Location labeling records —
######

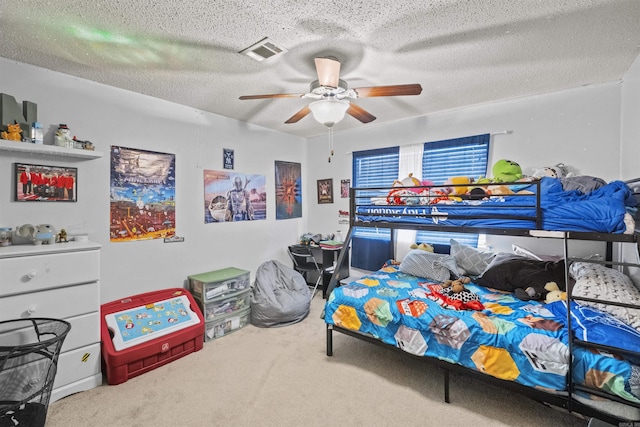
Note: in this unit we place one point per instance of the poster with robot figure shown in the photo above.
(142, 195)
(288, 190)
(232, 196)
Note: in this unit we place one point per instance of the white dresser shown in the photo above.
(59, 281)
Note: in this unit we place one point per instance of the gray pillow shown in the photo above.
(431, 266)
(470, 261)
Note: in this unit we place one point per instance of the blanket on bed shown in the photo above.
(510, 339)
(602, 210)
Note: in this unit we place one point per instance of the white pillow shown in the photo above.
(470, 261)
(425, 264)
(598, 281)
(519, 250)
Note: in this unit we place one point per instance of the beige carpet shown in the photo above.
(282, 377)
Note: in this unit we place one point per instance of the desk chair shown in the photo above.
(304, 262)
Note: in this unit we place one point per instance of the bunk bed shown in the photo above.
(523, 345)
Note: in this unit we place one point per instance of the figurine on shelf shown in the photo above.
(12, 133)
(62, 137)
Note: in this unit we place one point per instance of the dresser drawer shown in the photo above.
(85, 330)
(54, 303)
(34, 273)
(78, 364)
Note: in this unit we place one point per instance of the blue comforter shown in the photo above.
(510, 339)
(603, 210)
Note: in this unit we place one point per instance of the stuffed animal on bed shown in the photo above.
(558, 171)
(555, 295)
(506, 171)
(528, 279)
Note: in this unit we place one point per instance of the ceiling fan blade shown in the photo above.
(360, 113)
(328, 70)
(300, 114)
(273, 95)
(394, 90)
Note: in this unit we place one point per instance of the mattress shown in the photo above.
(510, 339)
(603, 210)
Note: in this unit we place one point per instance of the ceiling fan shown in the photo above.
(331, 93)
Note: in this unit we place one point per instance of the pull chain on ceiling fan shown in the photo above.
(329, 92)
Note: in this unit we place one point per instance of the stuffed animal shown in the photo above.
(527, 278)
(557, 171)
(536, 292)
(506, 171)
(555, 295)
(457, 285)
(423, 246)
(13, 132)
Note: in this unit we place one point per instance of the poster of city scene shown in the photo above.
(288, 190)
(232, 196)
(142, 195)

######

Exercise description —
Leave out the pictures and print each record exactly as it stands.

Task response —
Note: in this unit we place one point per instance of the poster with robot figure shown in the photo above.
(142, 195)
(288, 190)
(232, 196)
Note: in this unit we place one point per instance of the white dresser shown in the photo above.
(59, 281)
Note: in this unit we place one point per instance of the gray pillow shown in the photo above.
(431, 266)
(470, 261)
Note: in this unit we place one point per instance of the blanket on bed shown in the photo above.
(510, 339)
(602, 210)
Note: in this unit we place one point per instance of the white pillow shown in the photo above.
(470, 261)
(425, 264)
(598, 281)
(519, 250)
Note: in this unit we place one point per instance of the beige carpet shown in the photo above.
(282, 377)
Note: in this unit we place one point per instance of the desk chair shown in the photo above.
(304, 262)
Note: in this unit we place one point per instance of the bunk bed shown in the photo above.
(523, 345)
Note: in this unit we place one point per instance of the figurine on shelf shown in the photo above.
(12, 133)
(62, 137)
Note: in this unit we place one point per instance of the dresser drawer shown in the photo above.
(85, 330)
(54, 303)
(34, 273)
(78, 364)
Note: in this unit we place one point per instance of the blue comforter shown in the photo above.
(510, 339)
(603, 210)
Note: in this unit we place one point per instance of the stuffed animal on bed shown in the photo above.
(558, 171)
(555, 295)
(506, 171)
(528, 279)
Note: in this unit we place one point per instance of the ceiling fan blade shown in the photo above.
(360, 113)
(328, 70)
(300, 114)
(273, 95)
(394, 90)
Note: in this unit we place one point per instance of the mattress shown in the photo above.
(510, 339)
(603, 210)
Note: in this unit we place one point per instance of the ceiling fan shown in the photo above.
(331, 93)
Note: in this unit we place one point per instance of the pull chain on ceiling fan shown in the photo above.
(329, 92)
Note: in this unit we place one point per instance of the stuffed animal shown in the photo above.
(527, 278)
(557, 171)
(536, 292)
(506, 171)
(555, 295)
(457, 285)
(423, 246)
(13, 132)
Note: in this unit we place one point per instance of the poster of city scene shown in the photo above.
(288, 190)
(232, 196)
(142, 195)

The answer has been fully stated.